Tornado-Force Tailwinds Will Push These Assets Higher.
Some of you are going to remember this…
Back as a kid in the 1970s, calling convenience stores and asking, “Do you have Sir Walter Raleigh in a can?”
The clerk would affirm that the shop does, indeed, have that brand of loose, pipe tobacco in stock.
And you’d reply with, “Well, you better let him out so he can breathe.” Then, hang up and laugh with your buddies at your sixth-grade antics.
The only reason my mind drifted to that moment is because these days I have King Charles in a vault.
As you very likely know from reading these missives, I am a fan of hard assets. Have been for well over a decade as I’ve watched the U.S. economy, society, and financial system devolve. No two ways about it: America is moving in the wrong direction.
But I accept the fact that I cannot change that. Best I can do is prepare for the enviable.
And for me, part of that preparation is sticking King Charles in a vault.
To be less opaque… I have been buying silver bullion and sticking it in a vault in Singapore.
Most recently, I’ve grabbed a bunch of British Silver Britannias, the sovereign silver coins minted by the U.K.’s Royal Mint, the British version of the U.S. Treasury. Those Britannias feature an effigy of the new king of England, Charles III. This is what the coin looks like:
For the record, I also have Queen Elizabeth stuck in the vault, as well as a bunch of Silver Merlions from Singapore, and I’m just now buying some Silver Kangaroos from Down Under. These little fellas:
Since hitting its recent bottom last August, silver has quietly rallied nearly 35%, and is up more than 90% since its 2020 COVID-induced low. It’s following its big brother, gold, which is up more than 20% since last fall, and more than 60% post-COVID.
Both metals will see higher prices… much higher.
My bet: Gold, now at $1,980 per ounce, sees $3,400. And silver, now at $24 sees $136 to $170 per ounce—an epic move from current prices.
How do I justify such a move?
Well, investors have always measured the two metals against one another by means of the “gold-silver ratio”—or how many ounces of silver one can afford with the value of a single ounce of gold.

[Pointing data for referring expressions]
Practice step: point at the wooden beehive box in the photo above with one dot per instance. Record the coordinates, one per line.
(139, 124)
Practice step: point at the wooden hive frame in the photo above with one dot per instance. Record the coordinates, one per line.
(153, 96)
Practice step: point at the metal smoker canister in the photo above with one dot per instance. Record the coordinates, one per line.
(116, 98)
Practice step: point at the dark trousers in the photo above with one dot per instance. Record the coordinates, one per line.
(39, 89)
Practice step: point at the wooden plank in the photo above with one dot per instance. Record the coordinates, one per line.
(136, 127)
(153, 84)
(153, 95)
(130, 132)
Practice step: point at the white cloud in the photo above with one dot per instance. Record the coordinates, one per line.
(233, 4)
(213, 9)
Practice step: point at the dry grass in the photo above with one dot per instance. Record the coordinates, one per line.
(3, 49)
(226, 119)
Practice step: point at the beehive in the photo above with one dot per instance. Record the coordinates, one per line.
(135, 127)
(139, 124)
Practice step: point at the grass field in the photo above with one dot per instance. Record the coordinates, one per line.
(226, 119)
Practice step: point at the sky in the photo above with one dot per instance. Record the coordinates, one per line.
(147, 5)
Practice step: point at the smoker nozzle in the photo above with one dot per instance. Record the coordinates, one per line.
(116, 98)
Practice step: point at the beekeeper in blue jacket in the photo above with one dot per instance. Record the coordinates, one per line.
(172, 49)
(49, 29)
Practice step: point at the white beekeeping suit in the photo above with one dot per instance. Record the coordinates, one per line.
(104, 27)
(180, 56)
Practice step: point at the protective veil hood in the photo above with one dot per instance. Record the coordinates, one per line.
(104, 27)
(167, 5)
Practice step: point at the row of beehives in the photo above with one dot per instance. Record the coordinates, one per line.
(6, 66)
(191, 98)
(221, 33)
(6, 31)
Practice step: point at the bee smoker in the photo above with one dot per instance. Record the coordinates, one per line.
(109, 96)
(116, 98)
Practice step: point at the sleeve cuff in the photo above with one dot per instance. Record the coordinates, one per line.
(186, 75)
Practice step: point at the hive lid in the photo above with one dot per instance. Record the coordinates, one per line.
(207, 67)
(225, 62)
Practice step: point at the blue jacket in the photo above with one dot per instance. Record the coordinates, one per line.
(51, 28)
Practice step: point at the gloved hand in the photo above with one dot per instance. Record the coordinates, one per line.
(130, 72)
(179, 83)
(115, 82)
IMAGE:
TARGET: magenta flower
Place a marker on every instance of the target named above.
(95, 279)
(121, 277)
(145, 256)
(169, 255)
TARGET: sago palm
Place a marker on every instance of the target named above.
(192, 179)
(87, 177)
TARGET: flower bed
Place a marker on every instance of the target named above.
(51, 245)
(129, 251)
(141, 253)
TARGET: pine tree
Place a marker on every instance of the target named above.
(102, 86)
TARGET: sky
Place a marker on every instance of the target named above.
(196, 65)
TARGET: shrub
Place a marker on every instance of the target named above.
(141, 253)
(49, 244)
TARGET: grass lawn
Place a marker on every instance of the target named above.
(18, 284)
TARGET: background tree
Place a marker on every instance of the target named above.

# [Task requirements]
Reproduce the part of the text on silver and gold that opens with the words containing "Both metals will" and closes with "from current prices.". The items are separate material and have no connection to the text on silver and gold.

# [Output for this exercise]
Both metals will see higher prices… much higher.
My bet: Gold, now at $1,980 per ounce, sees $3,400. And silver, now at $24 sees $136 to $170 per ounce—an epic move from current prices.